EXERCISE DETAILS =
Please copy, character for character, each line from the beginning of the listing to the line containing "indicate the lips, a point for each instance", including both.

== THE DATA ==

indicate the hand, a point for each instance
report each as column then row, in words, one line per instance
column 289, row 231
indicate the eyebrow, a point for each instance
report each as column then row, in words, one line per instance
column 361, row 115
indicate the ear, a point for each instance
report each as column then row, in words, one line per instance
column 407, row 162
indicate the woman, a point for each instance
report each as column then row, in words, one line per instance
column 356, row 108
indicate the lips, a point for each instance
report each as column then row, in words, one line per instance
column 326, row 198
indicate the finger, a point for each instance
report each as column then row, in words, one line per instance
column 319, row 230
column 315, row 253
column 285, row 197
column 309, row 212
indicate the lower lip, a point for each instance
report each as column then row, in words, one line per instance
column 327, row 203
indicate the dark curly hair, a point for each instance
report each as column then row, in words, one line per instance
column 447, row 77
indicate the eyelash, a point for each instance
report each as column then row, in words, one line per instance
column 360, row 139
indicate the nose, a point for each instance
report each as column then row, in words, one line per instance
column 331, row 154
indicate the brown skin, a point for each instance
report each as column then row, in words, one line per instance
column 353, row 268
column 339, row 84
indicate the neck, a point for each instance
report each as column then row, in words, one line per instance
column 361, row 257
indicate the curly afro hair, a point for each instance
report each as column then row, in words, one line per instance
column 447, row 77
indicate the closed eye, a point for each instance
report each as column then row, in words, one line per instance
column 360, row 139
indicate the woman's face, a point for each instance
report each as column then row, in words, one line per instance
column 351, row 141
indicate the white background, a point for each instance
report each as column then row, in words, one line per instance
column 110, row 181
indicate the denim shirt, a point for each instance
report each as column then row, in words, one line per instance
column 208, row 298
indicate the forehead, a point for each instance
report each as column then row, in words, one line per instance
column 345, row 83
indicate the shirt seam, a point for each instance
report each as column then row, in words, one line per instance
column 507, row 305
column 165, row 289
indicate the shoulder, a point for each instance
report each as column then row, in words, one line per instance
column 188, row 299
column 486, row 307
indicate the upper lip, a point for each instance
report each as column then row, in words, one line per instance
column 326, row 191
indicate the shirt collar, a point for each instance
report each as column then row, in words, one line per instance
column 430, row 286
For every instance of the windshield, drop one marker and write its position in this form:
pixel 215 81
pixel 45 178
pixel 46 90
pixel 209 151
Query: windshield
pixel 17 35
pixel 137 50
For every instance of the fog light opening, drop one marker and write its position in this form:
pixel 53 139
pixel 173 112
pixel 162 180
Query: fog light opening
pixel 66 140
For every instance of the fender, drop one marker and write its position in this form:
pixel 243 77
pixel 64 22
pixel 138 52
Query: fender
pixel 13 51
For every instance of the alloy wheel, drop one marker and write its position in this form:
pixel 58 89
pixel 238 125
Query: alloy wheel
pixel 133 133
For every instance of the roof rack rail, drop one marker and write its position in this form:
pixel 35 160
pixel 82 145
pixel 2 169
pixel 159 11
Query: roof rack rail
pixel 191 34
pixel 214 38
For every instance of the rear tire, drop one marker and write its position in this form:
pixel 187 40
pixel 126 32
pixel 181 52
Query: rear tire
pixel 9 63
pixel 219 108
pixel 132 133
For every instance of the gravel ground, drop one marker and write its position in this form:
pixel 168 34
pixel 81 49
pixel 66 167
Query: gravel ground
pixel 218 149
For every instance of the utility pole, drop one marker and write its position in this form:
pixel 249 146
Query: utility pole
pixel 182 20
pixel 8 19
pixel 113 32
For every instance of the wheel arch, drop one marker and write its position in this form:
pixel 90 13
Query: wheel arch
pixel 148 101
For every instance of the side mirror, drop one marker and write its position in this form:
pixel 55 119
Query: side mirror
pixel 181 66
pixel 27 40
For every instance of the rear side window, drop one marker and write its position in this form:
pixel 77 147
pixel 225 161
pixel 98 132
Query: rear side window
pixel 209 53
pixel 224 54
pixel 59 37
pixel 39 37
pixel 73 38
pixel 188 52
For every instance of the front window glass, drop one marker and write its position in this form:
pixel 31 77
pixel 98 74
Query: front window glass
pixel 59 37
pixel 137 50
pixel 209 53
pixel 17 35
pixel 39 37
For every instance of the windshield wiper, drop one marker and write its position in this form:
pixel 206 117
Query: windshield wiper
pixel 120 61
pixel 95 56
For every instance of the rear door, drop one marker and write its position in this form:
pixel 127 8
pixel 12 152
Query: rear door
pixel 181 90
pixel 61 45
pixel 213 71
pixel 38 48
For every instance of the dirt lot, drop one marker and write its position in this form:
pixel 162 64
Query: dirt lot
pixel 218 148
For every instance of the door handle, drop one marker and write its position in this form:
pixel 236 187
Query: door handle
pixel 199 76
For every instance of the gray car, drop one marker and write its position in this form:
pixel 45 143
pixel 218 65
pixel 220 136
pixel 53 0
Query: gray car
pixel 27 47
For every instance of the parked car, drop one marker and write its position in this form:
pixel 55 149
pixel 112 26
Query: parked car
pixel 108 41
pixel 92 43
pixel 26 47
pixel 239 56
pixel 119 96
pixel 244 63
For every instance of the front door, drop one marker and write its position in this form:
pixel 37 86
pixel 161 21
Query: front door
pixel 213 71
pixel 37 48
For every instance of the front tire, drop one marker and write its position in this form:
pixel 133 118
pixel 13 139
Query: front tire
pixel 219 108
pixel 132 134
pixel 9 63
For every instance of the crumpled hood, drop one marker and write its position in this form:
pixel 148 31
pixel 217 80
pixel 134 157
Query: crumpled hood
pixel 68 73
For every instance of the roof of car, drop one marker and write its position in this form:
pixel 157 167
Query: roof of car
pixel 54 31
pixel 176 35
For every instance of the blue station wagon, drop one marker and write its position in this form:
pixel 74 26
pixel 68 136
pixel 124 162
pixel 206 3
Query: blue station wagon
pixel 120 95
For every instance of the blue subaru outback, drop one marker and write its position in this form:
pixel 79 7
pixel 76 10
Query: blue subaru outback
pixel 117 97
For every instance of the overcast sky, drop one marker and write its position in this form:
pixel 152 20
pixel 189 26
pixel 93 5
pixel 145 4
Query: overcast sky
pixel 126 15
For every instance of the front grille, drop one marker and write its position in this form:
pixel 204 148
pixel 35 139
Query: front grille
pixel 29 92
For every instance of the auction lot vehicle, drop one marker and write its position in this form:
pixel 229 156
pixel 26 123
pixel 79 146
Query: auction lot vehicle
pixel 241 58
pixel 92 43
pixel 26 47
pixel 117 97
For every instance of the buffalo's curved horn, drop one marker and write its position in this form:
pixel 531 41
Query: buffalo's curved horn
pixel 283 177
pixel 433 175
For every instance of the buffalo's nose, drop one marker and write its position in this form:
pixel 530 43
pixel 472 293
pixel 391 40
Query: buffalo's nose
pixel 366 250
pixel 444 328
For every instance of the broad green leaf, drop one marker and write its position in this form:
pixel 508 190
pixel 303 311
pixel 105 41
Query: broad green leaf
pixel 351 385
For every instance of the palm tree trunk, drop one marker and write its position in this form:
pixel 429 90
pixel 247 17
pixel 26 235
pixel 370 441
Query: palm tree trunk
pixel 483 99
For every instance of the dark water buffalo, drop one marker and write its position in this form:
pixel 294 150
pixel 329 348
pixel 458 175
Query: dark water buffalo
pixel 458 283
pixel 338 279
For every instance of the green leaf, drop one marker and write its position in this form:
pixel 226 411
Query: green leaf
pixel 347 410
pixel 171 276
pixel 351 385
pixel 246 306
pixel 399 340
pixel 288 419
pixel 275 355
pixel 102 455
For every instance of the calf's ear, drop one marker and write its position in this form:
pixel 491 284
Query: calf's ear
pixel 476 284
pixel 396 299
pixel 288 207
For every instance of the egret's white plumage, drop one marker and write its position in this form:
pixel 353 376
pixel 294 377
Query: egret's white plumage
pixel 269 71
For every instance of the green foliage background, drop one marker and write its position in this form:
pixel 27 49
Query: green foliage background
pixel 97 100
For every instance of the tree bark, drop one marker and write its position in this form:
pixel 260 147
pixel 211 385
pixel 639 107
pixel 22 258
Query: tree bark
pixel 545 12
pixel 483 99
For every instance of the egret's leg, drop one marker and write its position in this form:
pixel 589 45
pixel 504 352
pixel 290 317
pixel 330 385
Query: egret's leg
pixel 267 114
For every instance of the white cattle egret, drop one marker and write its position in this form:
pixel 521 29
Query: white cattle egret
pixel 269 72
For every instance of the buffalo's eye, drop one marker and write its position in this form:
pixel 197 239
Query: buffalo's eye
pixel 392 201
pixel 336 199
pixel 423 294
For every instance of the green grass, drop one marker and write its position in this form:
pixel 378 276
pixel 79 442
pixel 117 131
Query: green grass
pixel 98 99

===

YOUR RESPONSE =
indicate the hand, a point for each instance
report each as column then row, in words, one line per instance
column 289, row 231
indicate the eyebrow, a point for each instance
report each as column then row, in words, one line per instance
column 361, row 115
indicate the ear, a point for each instance
report each as column then row, in words, one line per instance
column 407, row 162
indicate the woman, a point for each instance
report each as column then row, in words, one line per instance
column 356, row 108
indicate the lips, a point for each instance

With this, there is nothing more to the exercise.